• _DIRECTIONS_
Rewrite every line of the entries below as one numbered list, skipping the blank lines.

• _RECORD EXCERPTS_
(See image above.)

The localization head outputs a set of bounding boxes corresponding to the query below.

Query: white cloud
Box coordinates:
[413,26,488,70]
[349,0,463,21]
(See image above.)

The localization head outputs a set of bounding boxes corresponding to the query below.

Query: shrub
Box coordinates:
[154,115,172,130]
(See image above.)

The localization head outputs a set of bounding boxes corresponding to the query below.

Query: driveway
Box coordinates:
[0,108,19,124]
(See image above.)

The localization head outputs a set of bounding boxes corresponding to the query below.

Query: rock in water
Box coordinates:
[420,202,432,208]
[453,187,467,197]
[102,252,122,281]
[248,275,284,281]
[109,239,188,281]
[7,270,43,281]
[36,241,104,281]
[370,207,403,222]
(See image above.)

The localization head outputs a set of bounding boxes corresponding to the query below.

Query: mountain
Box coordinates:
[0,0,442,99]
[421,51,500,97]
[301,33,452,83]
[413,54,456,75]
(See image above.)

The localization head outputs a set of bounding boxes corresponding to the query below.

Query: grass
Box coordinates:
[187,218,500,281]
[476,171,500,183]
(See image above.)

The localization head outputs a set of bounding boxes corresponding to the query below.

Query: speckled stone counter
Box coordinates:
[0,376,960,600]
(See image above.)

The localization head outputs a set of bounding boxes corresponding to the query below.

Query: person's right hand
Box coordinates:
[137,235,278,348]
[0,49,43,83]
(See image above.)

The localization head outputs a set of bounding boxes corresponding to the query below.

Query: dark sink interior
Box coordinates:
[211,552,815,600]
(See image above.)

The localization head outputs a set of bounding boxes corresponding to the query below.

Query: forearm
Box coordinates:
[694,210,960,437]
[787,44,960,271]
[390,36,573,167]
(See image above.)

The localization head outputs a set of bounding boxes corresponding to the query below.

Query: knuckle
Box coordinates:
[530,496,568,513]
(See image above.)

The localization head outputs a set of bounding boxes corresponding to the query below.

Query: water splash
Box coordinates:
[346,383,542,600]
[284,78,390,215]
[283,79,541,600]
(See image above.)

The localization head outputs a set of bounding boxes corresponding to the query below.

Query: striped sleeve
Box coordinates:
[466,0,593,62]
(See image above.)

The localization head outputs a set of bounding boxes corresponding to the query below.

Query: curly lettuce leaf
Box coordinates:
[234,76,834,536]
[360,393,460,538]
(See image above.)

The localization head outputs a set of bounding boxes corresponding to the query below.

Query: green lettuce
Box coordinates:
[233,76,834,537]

• _FULL ANSWER_
1. (See image above.)
2. The localization head outputs a set of bounding boxes corresponding to the query below.
3. Query: white cloud
4. Box coordinates:
5. [413,26,488,70]
6. [349,0,463,21]
7. (See image above.)
8. The localization head outputs a set of bounding boxes corresponding to the query below.
9. Query: shrub
10. Box coordinates:
11. [154,115,172,130]
12. (See image above.)
13. The localization head outputs a set of bounding boxes corresponding to the query below.
14. Query: driveway
15. Box coordinates:
16. [0,108,19,124]
17. (See image above.)
18. The localization head outputs a set of bounding boxes corresponding to the query below.
19. Query: rock in water
20. Box coordinates:
21. [420,202,432,208]
22. [453,187,467,197]
23. [102,252,122,281]
24. [248,275,284,281]
25. [109,239,188,281]
26. [7,270,43,281]
27. [36,241,104,281]
28. [370,207,403,222]
29. (See image above.)
30. The localization head outputs a set of bounding boxes corresponding to the query below.
31. Query: mountain
32. Box coordinates:
33. [0,0,442,99]
34. [421,51,500,97]
35. [301,33,452,83]
36. [413,54,456,75]
37. (See image above.)
38. The localization head outputs a set of bounding boxes corresponding to the query below.
39. Query: grass
40. Box coordinates:
41. [187,218,500,281]
42. [476,171,500,183]
43. (See image above.)
44. The localization head outputs a set of bounding boxes corresponding to the query below.
45. Query: speckled stone counter
46. Box coordinates:
47. [0,376,960,600]
48. (See image above.)
49. The localization head outputs a set of bounding boxes corresponding to the query below.
50. Query: person's right hand
51. Box coordinates:
52. [137,235,278,348]
53. [0,49,43,83]
54. (See image above.)
55. The localization head outputs a set of bounding boxes corresponding to the query below.
56. Query: dark sink interior
57. Box coordinates:
58. [211,552,815,600]
59. (See image above.)
60. The localization head outputs a set of bounding boxes corresponding to the query below.
61. Query: forearm
62. Box coordinates:
63. [694,210,960,437]
64. [787,44,960,271]
65. [390,36,573,167]
66. (See image above.)
67. The localization head outputs a set of bounding boxes corresponding to the query below.
68. Query: knuckle
69. Box coordinates:
70. [530,496,568,513]
71. (See image above.)
72. The localization head outputs a set of bounding boxes corresponding to the query below.
73. Query: water splash
74. Box coordinates:
75. [346,383,542,600]
76. [284,78,390,215]
77. [283,79,541,600]
78. (See image above.)
79. The localization head outputs a set of bounding boxes corresponding to the query below.
80. Query: striped sleeve
81. Box coordinates:
82. [466,0,593,62]
83. (See image above.)
84. The localization head outputs a set of bounding boxes corresponding to the query below.
85. Query: curly lettuce leaf
86. Box coordinates:
87. [234,76,834,536]
88. [360,393,460,538]
89. (See image above.)
90. The localization head outputs a set of bounding boxes corresponding to the query below.
91. Query: green lettuce
92. Box coordinates:
93. [233,76,834,537]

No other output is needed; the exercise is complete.